EXTRACT PROVIDED:
** Start **

After a failed attempt to get a Boston group to head for the Bay, the two Frenchmen were brought to England in 1665 where they gained the sponsorship of Prince Rupert, cousin of Charles II. With two ships, they sailed in 1668 to explore the potential for trading in the Hudson Bay region. One ship turned back but Groseilliers aboard the Nonsuch made it all the way to James Bay founding a small fort – Charles Fort – on the mouth of the Rupert River. Returning to England the following year, the enterprise proved the viability of the project.
a royal charter
This followed by the royal charter a year later granting the company a monopoly over the entire watershed of Hudson Bay – almost 1,500,000 square miles (30% of modern Canada). A series of six forts became built over the next 49 years, three along James Bay and three on the west shores of Hudson Bay. It was not until 1774 before the company began to build inland trading posts taking advantage of the vast riverine systems flowing into the Bay.
North West challenge
To compete with the HBC, a group of traders in Montreal came together to form the North West Company – NWC – 1779. By 1784, HBC profits began to lose ground because of the competition. Competition was fierce leading to a series of violent confrontations between 1812 and 1821. Declining profits on both sides plus pressure from the British government led to a merger of the two companies in 1821.
The newly re-organized HBC – with many officers from the NWC – now controlled the fur trade over much of North America. Between 1820 and 1870, the company issued its own paper money, issued mainly for the Red River Colony – today’s Manitoba, but that money also found its way to the Oregon Country.

** End **

WHAT NEEDS TO BE DONE:
Restate the passage on the Hudson Bay fur trade from "a royal charter" to "companies in 1821.", replacing "Montreal" with "Quebec City".

MATERIAL PROVIDED:
** Start **

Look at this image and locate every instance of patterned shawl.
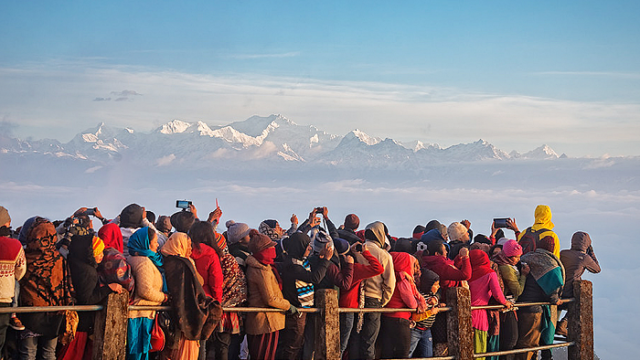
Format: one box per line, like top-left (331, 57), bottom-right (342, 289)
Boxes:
top-left (20, 217), bottom-right (72, 306)
top-left (521, 248), bottom-right (565, 295)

** End **

FINISHED ANSWER:
a royal charter
This followed by the royal charter a year later granting the company a monopoly over the entire watershed of Hudson Bay – almost 1,500,000 square miles (30% of modern Canada). A series of six forts became built over the next 49 years, three along James Bay and three on the west shores of Hudson Bay. It was not until 1774 before the company began to build inland trading posts taking advantage of the vast riverine systems flowing into the Bay.
North West challenge
To compete with the HBC, a group of traders in Quebec City came together to form the North West Company – NWC – 1779. By 1784, HBC profits began to lose ground because of the competition. Competition was fierce leading to a series of violent confrontations between 1812 and 1821. Declining profits on both sides plus pressure from the British government led to a merger of the two companies in 1821.